Rows of box annotation data
—————
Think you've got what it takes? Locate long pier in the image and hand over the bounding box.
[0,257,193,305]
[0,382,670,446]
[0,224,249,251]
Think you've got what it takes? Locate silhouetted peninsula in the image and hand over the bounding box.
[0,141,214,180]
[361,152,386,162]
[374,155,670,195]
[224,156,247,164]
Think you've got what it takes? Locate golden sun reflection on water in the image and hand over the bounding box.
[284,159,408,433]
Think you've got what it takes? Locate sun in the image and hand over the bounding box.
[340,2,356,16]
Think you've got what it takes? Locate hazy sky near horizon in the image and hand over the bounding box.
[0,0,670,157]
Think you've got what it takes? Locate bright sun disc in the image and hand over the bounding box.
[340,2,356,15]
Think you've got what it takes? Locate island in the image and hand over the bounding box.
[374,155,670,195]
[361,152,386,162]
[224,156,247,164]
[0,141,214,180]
—————
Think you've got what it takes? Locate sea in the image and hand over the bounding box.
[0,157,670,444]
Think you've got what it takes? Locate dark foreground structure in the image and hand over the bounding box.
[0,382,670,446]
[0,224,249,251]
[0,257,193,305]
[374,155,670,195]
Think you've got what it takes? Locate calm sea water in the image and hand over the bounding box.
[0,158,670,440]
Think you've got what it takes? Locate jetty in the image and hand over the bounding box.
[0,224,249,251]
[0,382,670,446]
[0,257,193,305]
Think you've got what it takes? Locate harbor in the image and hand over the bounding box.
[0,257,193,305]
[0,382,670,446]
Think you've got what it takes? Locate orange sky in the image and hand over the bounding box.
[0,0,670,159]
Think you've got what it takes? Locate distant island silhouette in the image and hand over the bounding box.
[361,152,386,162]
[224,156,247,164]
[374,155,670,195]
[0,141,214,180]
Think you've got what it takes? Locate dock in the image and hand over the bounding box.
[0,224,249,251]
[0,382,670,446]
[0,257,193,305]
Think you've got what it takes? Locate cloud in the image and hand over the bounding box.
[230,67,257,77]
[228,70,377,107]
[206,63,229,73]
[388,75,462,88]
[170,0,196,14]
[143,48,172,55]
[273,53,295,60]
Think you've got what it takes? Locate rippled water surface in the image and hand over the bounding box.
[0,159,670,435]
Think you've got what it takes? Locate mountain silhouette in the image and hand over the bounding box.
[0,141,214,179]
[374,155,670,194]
—————
Copy out, word for word, everything from the line containing "Think you've got what it takes? Locate distant" down to the line containing "[374,155,670,194]", both of those lines included. Leave out all other items.

Think you've got what it takes? Locate distant island silhouette in the image and hand over the bounding box.
[361,152,386,162]
[224,156,247,164]
[374,155,670,195]
[0,141,214,180]
Think you've got what it takes? Locate dock in the image and hand over the bounding box.
[0,224,249,251]
[0,382,670,446]
[0,257,193,305]
Think you've got what it takes? Locate cloud in the image and hand over the bounding box.
[230,67,257,77]
[228,70,377,107]
[206,63,229,73]
[388,75,462,88]
[170,0,196,14]
[143,48,172,55]
[273,53,295,60]
Think you've got what it takes? Locate rippled water surface in the image and hand over the bounding box.
[0,159,670,435]
Think you've got what it takes? Locate mountain silhouette in the image and hand over the bounding box.
[0,141,214,179]
[374,155,670,194]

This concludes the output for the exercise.